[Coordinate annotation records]
********

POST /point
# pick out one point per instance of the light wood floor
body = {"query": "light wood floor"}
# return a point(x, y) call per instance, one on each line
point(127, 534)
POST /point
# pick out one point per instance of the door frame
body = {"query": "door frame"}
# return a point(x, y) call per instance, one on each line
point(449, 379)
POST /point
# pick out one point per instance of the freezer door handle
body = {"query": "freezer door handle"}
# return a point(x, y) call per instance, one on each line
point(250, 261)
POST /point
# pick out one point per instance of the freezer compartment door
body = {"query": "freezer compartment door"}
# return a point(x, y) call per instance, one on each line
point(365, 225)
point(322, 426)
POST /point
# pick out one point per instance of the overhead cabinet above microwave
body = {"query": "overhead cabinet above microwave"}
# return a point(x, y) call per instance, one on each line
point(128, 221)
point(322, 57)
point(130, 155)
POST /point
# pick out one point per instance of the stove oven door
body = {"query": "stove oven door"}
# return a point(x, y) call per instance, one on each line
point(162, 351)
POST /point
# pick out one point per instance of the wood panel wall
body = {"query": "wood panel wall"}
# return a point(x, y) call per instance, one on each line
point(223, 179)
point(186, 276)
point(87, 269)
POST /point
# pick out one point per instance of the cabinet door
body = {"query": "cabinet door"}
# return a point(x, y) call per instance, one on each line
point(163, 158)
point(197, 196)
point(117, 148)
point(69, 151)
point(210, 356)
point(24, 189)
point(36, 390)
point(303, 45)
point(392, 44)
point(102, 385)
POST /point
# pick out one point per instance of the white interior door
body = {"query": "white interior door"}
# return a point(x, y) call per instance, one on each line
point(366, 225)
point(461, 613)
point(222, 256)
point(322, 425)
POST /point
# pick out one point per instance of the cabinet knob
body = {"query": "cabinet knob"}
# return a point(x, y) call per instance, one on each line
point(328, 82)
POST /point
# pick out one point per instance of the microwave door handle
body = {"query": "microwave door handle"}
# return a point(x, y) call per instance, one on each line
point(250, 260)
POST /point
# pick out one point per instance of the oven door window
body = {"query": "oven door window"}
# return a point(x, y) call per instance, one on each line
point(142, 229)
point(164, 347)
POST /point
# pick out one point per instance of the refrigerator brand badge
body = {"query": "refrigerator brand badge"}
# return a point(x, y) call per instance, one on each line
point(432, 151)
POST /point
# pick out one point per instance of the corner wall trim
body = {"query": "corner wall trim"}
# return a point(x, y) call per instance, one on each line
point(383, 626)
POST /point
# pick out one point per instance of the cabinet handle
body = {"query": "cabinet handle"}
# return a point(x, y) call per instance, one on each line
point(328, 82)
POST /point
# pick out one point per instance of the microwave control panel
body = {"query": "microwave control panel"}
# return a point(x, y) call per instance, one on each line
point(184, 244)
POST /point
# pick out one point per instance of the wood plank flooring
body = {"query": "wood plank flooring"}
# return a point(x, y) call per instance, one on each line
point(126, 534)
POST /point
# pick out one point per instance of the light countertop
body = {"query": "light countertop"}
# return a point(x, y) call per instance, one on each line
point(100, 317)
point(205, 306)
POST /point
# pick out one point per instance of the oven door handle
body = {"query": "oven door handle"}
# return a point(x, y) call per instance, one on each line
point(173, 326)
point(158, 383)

********

STATED GOAL = From the records above, extract each line exactly as shown.

SOLVED PROBLEM =
POST /point
# pick out one point per instance of the light wood floor
body = {"query": "light wood floor"}
# return a point(x, y) call per instance, one on each line
point(127, 534)
POST /point
# pick out one point per instance of the door frame
body = {"query": "door frame"}
# return a point(x, y) call per instance, one on each line
point(449, 379)
POST /point
# pick out one point per instance of the freezer door handle
body = {"query": "freezer door handle"}
# return a point(x, y) call per instance, one on each line
point(250, 261)
POST /point
# pick out one point per instance of the freezer compartment door
body = {"query": "freezer compartment door"}
# return a point(x, y) call per instance, one on each line
point(365, 225)
point(322, 426)
POST /point
# pick out one point per instance of the overhead cabinet above microwave
body = {"query": "overhead cabinet above microwave"}
# return a point(x, y) call per instance, one on each line
point(128, 221)
point(322, 57)
point(130, 155)
POST /point
# pick out one point per instance of the stove oven door
body = {"query": "stove oven door"}
# return a point(x, y) call per instance, one on each line
point(162, 351)
POST /point
# pick out one point per instance of the wood panel wall
body = {"query": "wood panel wall"}
# return a point(x, y) call per instance, one on each line
point(223, 179)
point(186, 276)
point(87, 269)
POST /point
# pick out one point per instance of the cabinet door
body = {"query": "cabinet door"}
# return a point(x, y) call per instance, one on each line
point(163, 158)
point(197, 196)
point(117, 148)
point(69, 151)
point(210, 356)
point(24, 189)
point(36, 390)
point(303, 45)
point(392, 44)
point(102, 385)
POST /point
# pick out one point per instance of the white interior door
body = {"query": "white interior door"}
# return a point(x, y) call per instance, one on each line
point(366, 225)
point(461, 613)
point(222, 256)
point(322, 425)
POST /point
# pick out one point per instance of the cabinet knob
body = {"query": "cabinet knob"}
# return a point(x, y) call per instance, one on each line
point(328, 82)
POST /point
# pick out one point per instance of the microwave door handle
body = {"query": "microwave door handle"}
# return a point(x, y) call per instance, one on each line
point(250, 260)
POST /point
# pick out one point per instance of the oven door window
body = {"query": "oven door window"}
# return a point(x, y) call per instance, one on each line
point(142, 229)
point(164, 347)
POST /point
# pick out one point per instance of the refrigerator brand badge
body = {"query": "refrigerator brand badge"}
# return a point(x, y) call per instance, one on each line
point(432, 151)
POST /point
# pick out one point per instance of the corner wall trim
body = {"query": "corner wall trim"}
# return a point(x, y) call per instance, one on each line
point(383, 626)
POST /point
# pick out one point per instance of the cabinet handle
body = {"query": "cabinet handle"}
# return a point(x, y) call per instance, one on each line
point(328, 82)
POST /point
# pick out one point per instance of the microwave control panel
body = {"query": "microwave control panel"}
# return a point(x, y) call per instance, one on each line
point(184, 244)
POST /point
# pick out one point per instance of the wood plank flooring
body = {"query": "wood plank flooring"}
# return a point(x, y) call per instance, one on each line
point(126, 534)
POST /point
# pick out one point per instance of the light countertop
body = {"query": "light countertop"}
# return a point(x, y) call per instance, one on each line
point(100, 317)
point(205, 306)
POST /point
# pick out one point per instance of the oven door handle
body = {"query": "oven door handle"}
# return a point(x, y) call per instance, one on each line
point(173, 326)
point(158, 383)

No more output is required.